**Objective**
Put the lines below into a JSON list of strings, one string for each line. Skip any blank lines, and leave the pictures out.

____ Information provided

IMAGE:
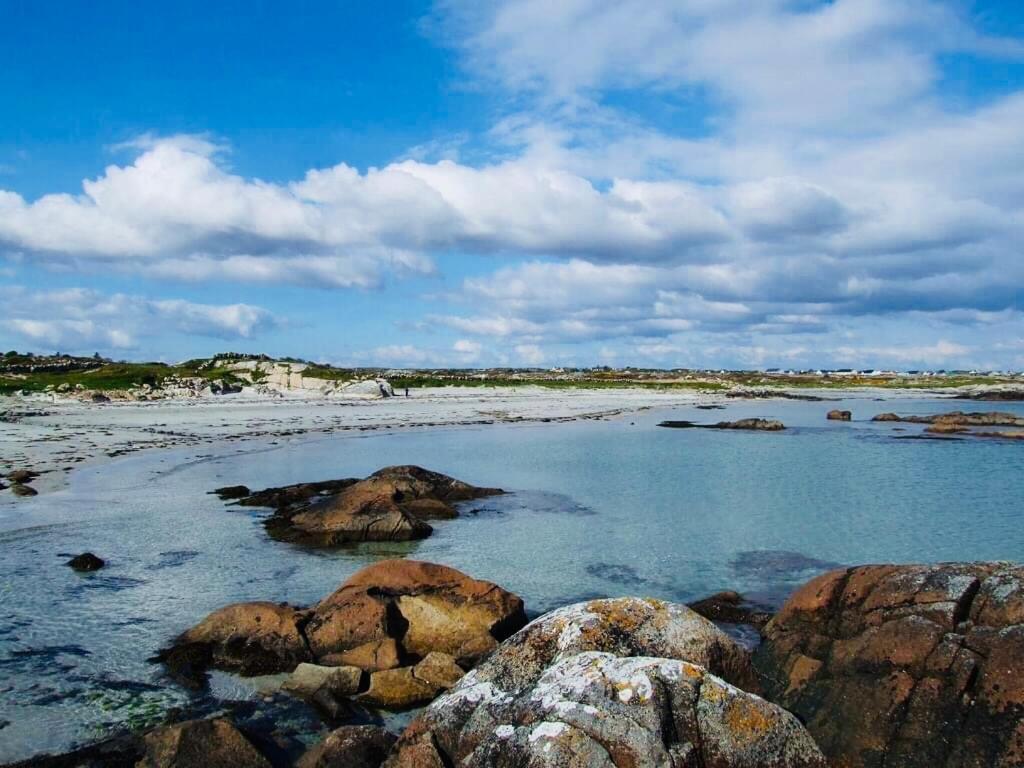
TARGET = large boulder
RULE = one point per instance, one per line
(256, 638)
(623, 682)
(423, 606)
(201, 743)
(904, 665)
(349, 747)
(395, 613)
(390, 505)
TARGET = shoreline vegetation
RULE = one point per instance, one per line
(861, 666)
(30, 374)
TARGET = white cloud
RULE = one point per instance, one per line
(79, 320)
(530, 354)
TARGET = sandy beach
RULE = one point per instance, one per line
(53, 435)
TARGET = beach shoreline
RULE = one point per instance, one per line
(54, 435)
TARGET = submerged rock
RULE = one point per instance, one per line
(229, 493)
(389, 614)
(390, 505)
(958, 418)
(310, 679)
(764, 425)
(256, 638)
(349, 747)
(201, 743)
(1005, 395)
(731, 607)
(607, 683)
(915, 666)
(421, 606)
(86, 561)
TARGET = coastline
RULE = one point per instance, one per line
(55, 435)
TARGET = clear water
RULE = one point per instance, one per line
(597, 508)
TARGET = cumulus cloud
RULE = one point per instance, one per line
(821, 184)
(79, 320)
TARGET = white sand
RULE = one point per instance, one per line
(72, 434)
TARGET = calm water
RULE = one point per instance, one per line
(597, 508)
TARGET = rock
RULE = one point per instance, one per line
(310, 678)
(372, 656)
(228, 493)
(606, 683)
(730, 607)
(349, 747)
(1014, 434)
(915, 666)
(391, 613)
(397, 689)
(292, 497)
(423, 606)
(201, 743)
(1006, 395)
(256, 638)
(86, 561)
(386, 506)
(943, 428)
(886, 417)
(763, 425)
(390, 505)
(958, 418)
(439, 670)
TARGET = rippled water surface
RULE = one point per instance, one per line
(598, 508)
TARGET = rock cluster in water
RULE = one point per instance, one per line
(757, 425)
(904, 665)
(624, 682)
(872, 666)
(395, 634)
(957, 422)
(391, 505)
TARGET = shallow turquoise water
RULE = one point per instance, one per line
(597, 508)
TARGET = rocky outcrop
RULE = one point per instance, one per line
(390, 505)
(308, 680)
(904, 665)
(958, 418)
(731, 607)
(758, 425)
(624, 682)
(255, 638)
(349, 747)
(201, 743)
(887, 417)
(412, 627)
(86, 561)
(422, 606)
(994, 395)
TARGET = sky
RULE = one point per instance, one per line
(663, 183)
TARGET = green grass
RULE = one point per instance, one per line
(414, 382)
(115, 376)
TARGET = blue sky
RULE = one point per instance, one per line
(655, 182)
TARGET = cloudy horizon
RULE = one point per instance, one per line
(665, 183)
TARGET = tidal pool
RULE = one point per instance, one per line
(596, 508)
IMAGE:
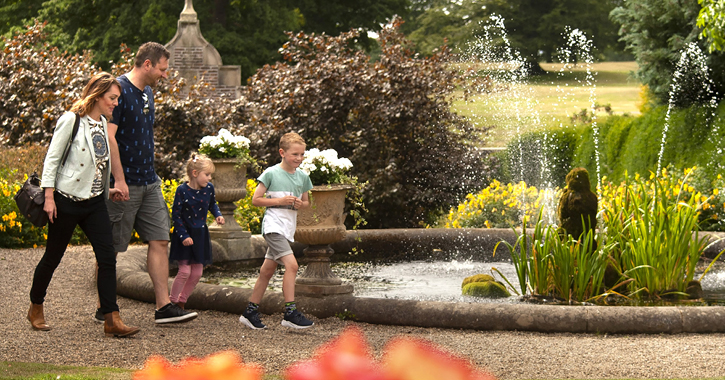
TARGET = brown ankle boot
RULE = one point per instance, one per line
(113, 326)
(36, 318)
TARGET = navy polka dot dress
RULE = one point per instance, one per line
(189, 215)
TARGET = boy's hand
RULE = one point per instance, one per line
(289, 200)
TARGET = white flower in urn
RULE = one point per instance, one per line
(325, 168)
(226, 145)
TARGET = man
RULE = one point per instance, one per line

________

**Response**
[
  "IMAGE:",
  "TARGET = large boulder",
  "RULE = one point per instance, one per line",
  "(256, 638)",
  "(623, 682)",
  "(423, 606)",
  "(201, 743)",
  "(904, 665)",
  "(349, 747)",
  "(395, 613)",
  "(390, 505)",
  "TARGET = shoreline vegetation",
  "RULE = one point per instance, one per line",
  "(861, 666)",
  "(30, 374)",
  "TARGET = white cloud",
  "RULE = one point per instance, one per line",
  "(79, 320)",
  "(530, 354)",
  "TARGET = sandy beach",
  "RULE = one point per instance, one per line",
  "(53, 435)",
  "TARGET = beach shoreline",
  "RULE = one point per instance, one per line",
  "(54, 435)",
  "TARGET = submerged rock",
  "RULE = one point per instance, one per line",
  "(229, 493)",
  "(389, 614)",
  "(390, 505)",
  "(958, 418)",
  "(310, 679)",
  "(764, 425)",
  "(256, 638)",
  "(349, 747)",
  "(201, 743)",
  "(1005, 395)",
  "(731, 607)",
  "(607, 683)",
  "(915, 666)",
  "(421, 606)",
  "(86, 561)",
  "TARGET = coastline",
  "RULE = one point per instance, one per line",
  "(55, 435)",
  "TARGET = clear water",
  "RULE = one point per instance, one per line",
  "(597, 508)",
  "TARGET = cumulus cloud",
  "RULE = one point per instance, one per line",
  "(821, 184)",
  "(79, 320)",
  "TARGET = white sand",
  "RULE = one point per instance, one per line",
  "(72, 434)",
  "TARGET = calm water",
  "RULE = one point per instance, one per line",
  "(597, 508)",
  "TARGET = rock",
  "RULE = one point per instance, one per line",
  "(310, 678)",
  "(372, 656)",
  "(228, 493)",
  "(606, 683)",
  "(730, 607)",
  "(349, 747)",
  "(1014, 434)",
  "(915, 666)",
  "(391, 613)",
  "(397, 689)",
  "(292, 497)",
  "(423, 606)",
  "(201, 743)",
  "(1006, 395)",
  "(256, 638)",
  "(86, 561)",
  "(386, 506)",
  "(943, 428)",
  "(886, 417)",
  "(763, 425)",
  "(390, 505)",
  "(958, 418)",
  "(439, 670)",
  "TARGET = rippled water surface",
  "RULE = one point per instance, one per line",
  "(598, 508)",
  "TARGET = rock cluster in water",
  "RULE = one point per instance, one per line",
  "(757, 425)",
  "(904, 665)",
  "(624, 682)",
  "(872, 666)",
  "(395, 634)",
  "(957, 422)",
  "(391, 505)",
  "TARGET = shallow turquoise water",
  "RULE = one point per instance, one per line",
  "(597, 508)",
  "TARGET = rocky outcrop",
  "RULE = one point per instance, one per line",
  "(390, 505)",
  "(308, 680)",
  "(904, 665)",
  "(958, 418)",
  "(731, 607)",
  "(758, 425)",
  "(624, 682)",
  "(255, 638)",
  "(349, 747)",
  "(201, 743)",
  "(887, 417)",
  "(412, 627)",
  "(86, 561)",
  "(422, 606)",
  "(994, 395)",
  "TARGET = sky",
  "RULE = one point per instance, one per line",
  "(663, 183)",
  "TARGET = green grass",
  "RULE = one point per instance, one per line",
  "(414, 382)",
  "(115, 376)",
  "TARGET = blue sky",
  "RULE = one point per instance, one per line",
  "(655, 182)",
  "TARGET = cloudy horizon",
  "RULE = one point per instance, one per line",
  "(665, 183)",
  "TARGET = tidal pool",
  "RULE = one point per instance, one per line",
  "(596, 508)",
  "IMAGE:",
  "TARGET = brown ankle boot",
  "RULE = one point per instance, one per line",
  "(113, 326)",
  "(36, 318)",
  "TARGET = navy polka dot dress",
  "RULE = one point per instance, one per line",
  "(189, 215)",
  "TARGET = boy's hand",
  "RULE = one point per instance, one per line",
  "(289, 200)",
  "TARGET = white flower in urn",
  "RULE = one point per instance, one per line",
  "(325, 168)",
  "(226, 145)",
  "TARGET = man",
  "RULE = one point per instance, one per line"
]